*About this task*
Only an exact copy of the entries, stripped of pictures, will serve as the answer.

[Region pointing data]
—————

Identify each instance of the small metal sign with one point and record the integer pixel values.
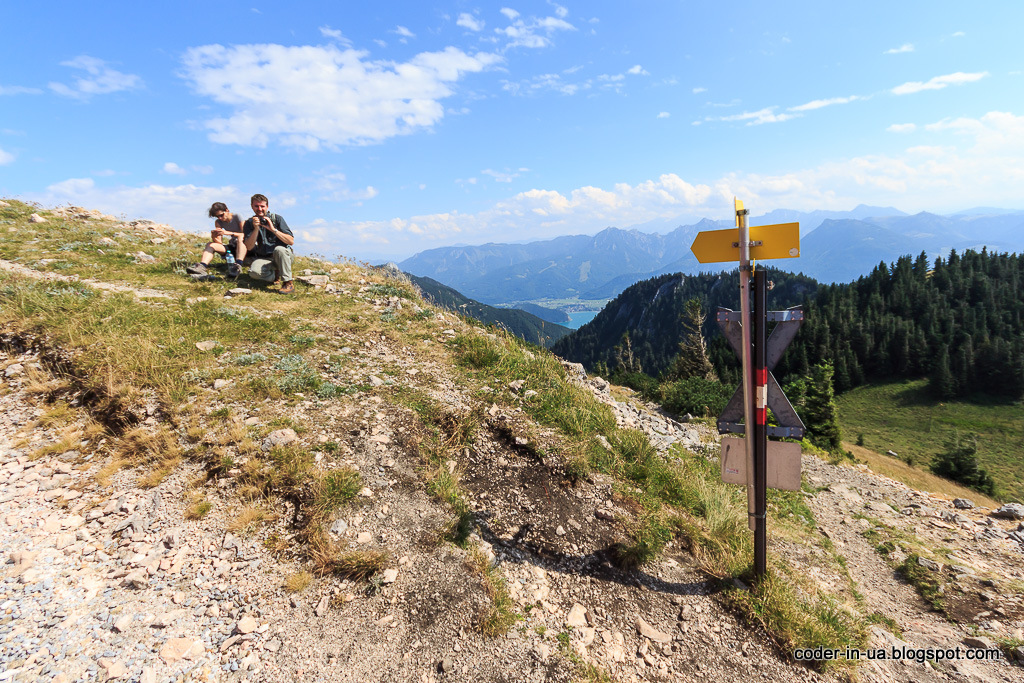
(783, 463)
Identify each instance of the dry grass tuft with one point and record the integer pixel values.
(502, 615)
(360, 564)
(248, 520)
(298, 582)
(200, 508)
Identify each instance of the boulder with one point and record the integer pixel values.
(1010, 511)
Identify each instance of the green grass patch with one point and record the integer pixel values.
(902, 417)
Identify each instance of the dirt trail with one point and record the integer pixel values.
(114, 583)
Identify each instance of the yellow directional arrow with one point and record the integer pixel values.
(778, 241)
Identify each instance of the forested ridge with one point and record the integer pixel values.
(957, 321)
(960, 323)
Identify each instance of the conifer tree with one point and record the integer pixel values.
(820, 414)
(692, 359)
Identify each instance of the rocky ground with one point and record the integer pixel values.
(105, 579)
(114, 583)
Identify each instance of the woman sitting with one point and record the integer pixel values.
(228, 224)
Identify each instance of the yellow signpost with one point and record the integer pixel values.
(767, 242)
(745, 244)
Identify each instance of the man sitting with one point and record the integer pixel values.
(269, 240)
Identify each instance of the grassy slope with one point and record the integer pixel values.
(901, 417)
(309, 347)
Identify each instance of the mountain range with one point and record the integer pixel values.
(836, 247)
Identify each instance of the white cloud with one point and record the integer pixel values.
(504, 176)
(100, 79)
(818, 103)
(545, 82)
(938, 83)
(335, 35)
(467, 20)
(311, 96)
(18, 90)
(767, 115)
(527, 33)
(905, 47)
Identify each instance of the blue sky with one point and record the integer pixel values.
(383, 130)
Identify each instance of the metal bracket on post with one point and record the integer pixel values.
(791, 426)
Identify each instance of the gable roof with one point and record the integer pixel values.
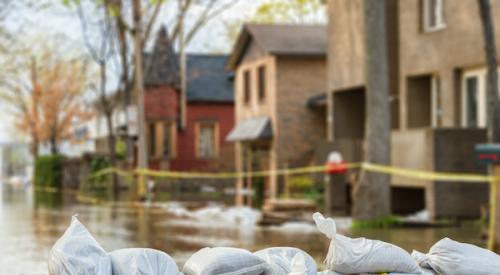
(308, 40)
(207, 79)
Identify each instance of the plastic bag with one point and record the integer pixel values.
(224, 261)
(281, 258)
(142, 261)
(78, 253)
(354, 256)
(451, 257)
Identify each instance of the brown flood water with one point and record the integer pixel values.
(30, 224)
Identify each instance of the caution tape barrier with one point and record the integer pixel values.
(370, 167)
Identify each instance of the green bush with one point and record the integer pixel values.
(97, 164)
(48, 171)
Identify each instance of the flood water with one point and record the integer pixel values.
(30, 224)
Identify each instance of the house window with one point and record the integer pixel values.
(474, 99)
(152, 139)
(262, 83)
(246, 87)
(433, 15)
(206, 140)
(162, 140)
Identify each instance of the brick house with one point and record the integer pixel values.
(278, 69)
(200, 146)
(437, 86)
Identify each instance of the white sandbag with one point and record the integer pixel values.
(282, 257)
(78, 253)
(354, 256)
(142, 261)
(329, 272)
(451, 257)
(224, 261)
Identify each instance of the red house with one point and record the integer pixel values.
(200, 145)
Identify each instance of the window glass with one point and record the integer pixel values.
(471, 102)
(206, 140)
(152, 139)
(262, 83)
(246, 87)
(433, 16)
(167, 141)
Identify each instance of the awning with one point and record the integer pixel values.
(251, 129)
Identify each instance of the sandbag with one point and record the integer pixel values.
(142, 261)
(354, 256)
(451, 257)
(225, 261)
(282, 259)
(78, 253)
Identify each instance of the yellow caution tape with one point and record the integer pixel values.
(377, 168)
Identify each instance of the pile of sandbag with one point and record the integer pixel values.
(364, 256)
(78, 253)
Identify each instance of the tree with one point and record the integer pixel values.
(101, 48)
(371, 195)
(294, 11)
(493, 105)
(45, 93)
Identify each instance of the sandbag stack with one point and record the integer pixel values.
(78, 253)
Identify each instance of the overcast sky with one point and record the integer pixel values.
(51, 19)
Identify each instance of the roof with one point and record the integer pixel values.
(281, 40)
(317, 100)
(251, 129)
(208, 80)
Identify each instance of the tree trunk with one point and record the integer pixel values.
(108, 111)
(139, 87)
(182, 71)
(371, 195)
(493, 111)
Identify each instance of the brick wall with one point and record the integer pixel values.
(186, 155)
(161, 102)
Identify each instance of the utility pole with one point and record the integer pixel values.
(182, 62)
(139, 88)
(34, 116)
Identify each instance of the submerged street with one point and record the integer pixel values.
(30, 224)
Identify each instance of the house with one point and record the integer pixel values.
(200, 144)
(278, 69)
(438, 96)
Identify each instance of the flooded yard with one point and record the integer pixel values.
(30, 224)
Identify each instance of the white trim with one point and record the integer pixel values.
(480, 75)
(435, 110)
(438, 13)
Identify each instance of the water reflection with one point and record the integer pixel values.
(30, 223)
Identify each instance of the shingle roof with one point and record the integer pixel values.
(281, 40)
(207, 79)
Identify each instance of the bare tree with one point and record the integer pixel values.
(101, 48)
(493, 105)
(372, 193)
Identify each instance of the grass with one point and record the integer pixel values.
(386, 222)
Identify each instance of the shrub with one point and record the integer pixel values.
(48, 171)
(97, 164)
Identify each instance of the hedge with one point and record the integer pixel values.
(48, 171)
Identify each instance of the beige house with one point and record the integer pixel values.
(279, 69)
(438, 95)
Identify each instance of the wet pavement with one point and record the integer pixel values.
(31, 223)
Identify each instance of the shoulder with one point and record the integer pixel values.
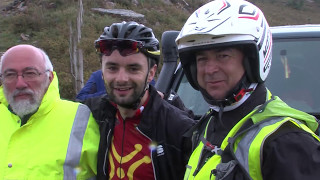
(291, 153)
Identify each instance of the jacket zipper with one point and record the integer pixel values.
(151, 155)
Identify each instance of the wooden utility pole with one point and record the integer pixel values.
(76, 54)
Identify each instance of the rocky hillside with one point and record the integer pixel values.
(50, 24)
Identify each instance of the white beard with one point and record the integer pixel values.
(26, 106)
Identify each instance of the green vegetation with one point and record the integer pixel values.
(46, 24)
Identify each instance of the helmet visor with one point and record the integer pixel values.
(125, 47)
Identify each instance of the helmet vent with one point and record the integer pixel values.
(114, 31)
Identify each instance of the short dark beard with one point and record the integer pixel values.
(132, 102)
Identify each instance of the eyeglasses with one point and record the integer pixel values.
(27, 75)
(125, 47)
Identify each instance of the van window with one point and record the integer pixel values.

—————

*Written solution*
Identify each instance of the small metal sign with one point and record the integer pixel values.
(783, 463)
Identify each instance of the dry grass tuft with one point and record the integer pixel values.
(502, 615)
(360, 564)
(248, 520)
(298, 582)
(200, 508)
Identify each instance of the boulder with one point and record the integer pixel values.
(1010, 511)
Identify each instance of the green grass patch with one point and record the integer pixel values.
(902, 417)
Identify each instance of the dirt trail with one point and record the integer pixel values.
(114, 583)
Identify each instance of the yellow directional arrow with one point and record the integer pixel values.
(778, 241)
Identify each instance of the forested ridge with one point and record the integer pixel values.
(957, 321)
(960, 323)
Identify each instance of the conifer tree with one point and record the integer pixel values.
(820, 414)
(692, 359)
Identify each instance of the rocky ground with one point and record the integer pixel values.
(105, 579)
(114, 583)
Identify each instance of the woman sitting with one point and record the integer pixel values.
(228, 224)
Identify each instance of the yellow signpost with one point and record the integer pixel values.
(767, 242)
(745, 244)
Identify each instance of the man sitting with one point and record the integer pixel values.
(269, 240)
Identify each instance of the grassy slope with one point and record the integer pixel values.
(901, 417)
(309, 347)
Identify each instance of the mountain range with one point and record the integer pixel values.
(836, 247)
Identify each instance of the white cloud with one point and record the integer pixel values.
(504, 176)
(100, 79)
(818, 103)
(545, 82)
(938, 83)
(335, 35)
(467, 20)
(311, 96)
(18, 90)
(767, 115)
(527, 33)
(905, 47)
Identify each instance of the blue sky with one point and record the integer pixel values.
(383, 130)
Identify each instance of the metal bracket on post with one point and record the integer pixel values.
(791, 426)
Identify each instance of the gable roof with one point and record the integer pixel values.
(308, 40)
(207, 79)
Identify each instance of the plastic bag with one point and record the integer pixel values.
(224, 261)
(281, 258)
(142, 261)
(78, 253)
(354, 256)
(451, 257)
Identify each instance of the brown flood water with one point and record the integer pixel values.
(30, 224)
Identify each instance of the caution tape barrier with one point and record the integer pixel values.
(370, 167)
Identify each instance of the green bush with one point and record the integer pixel values.
(97, 164)
(48, 171)
Identify each instance of the flood water with one point and record the integer pixel values.
(30, 224)
Identify each instance of the house window with one point and record the integer pixel values.
(474, 99)
(152, 139)
(262, 83)
(246, 87)
(433, 15)
(206, 140)
(162, 140)
Identify each instance of the brick house with one point and record the integer pixel values.
(278, 69)
(200, 146)
(437, 86)
Identify each instance of the white sandbag with one point and record the integer pixel values.
(282, 257)
(78, 253)
(354, 256)
(142, 261)
(329, 272)
(451, 257)
(224, 261)
Identify each instance of the red house with one point and record the integer pixel values.
(200, 145)
Identify each instance of the window glass with one point and record the integer pixel values.
(471, 102)
(206, 140)
(152, 139)
(262, 83)
(246, 87)
(433, 16)
(167, 141)
Identify each instance of the awning with one point and record the integer pixel values.
(251, 129)
Identify each instance of the sandbag with one point and record the integer pixel values.
(142, 261)
(354, 256)
(451, 257)
(225, 261)
(282, 259)
(78, 253)
Identify each instance of the yellow caution tape with one point and record the integer pixel values.
(377, 168)
Identify each instance of the pile of sandbag with one point and record the integer pixel values.
(364, 256)
(78, 253)
Identify each instance of the tree with one point and record the integer pixel values.
(101, 48)
(371, 195)
(294, 11)
(493, 105)
(45, 93)
Identify each instance of the sandbag stack with one point and record the integer pixel values.
(78, 253)
Identify each instance of the overcast sky with one point and record the integer pixel values.
(51, 19)
Identify each instance of the roof with one point and record the integer pixel values.
(281, 40)
(317, 100)
(251, 129)
(208, 80)
Identify each instance of the tree trunk with one point and record the integer pixel values.
(108, 111)
(139, 87)
(182, 71)
(371, 195)
(493, 111)
Identify each instance of the brick wall with one point and record the integer pixel values.
(186, 155)
(161, 102)
Identify each instance of the utility pole with one point and record the integer pixel values.
(182, 62)
(139, 88)
(34, 116)
Identify each instance of the submerged street with one point and record the integer pixel values.
(30, 224)
Identify each instance of the house with one point and record the integer pixel values.
(200, 144)
(278, 69)
(438, 96)
Identify each instance of the flooded yard with one point and record the integer pixel values.
(30, 224)
Identify each instance of the white trim with one point and record the integer pixel values.
(480, 75)
(435, 110)
(438, 13)
Identify each instance of the water reflection with one point and record the integer pixel values.
(30, 223)
Identify each instance of the shingle roof with one point and record the integer pixel values.
(281, 40)
(207, 79)
Identify each instance of the bare tree with one point and record the integer pixel values.
(101, 48)
(493, 105)
(372, 193)
Identify each instance of the grass with one point and record the integer pixel values.
(386, 222)
Identify each instance of the shrub with one point and record the integer pixel values.
(48, 171)
(97, 164)
Identify each instance of the hedge with one point and record the integer pixel values.
(48, 171)
Identify each instance of the beige house with one point and record the integer pixel values.
(279, 69)
(438, 95)
Identify each instance of the wet pavement with one point and record the integer pixel values.
(31, 223)
Identify each instance of the shoulder with one point and record the integer pixel values.
(291, 153)
Identify each instance of the jacket zipper with one point and record the integer pixel values.
(151, 155)
Identify each instance of the wooden utility pole with one point and record the integer pixel values.
(76, 54)
Identify each instance of the rocky hillside with one point and record the integer pixel values.
(50, 24)
Identify each instance of the white beard with one point and record the integer pixel values.
(26, 106)
Identify each instance of the green vegetation with one point and record the integer pixel values.
(46, 24)
Identify each instance of the helmet visor with one point and record the integer pixel values.
(125, 47)
Identify each instance of the helmet vent with one point and record the integer pixel values.
(114, 31)
Identify each instance of the short dark beard with one point and record the integer pixel values.
(132, 102)
Identify each instance of the eyeglasses with one point and record the integer pixel values.
(27, 75)
(125, 47)
Identify each instance of the van window with one point and record the integer pixel values.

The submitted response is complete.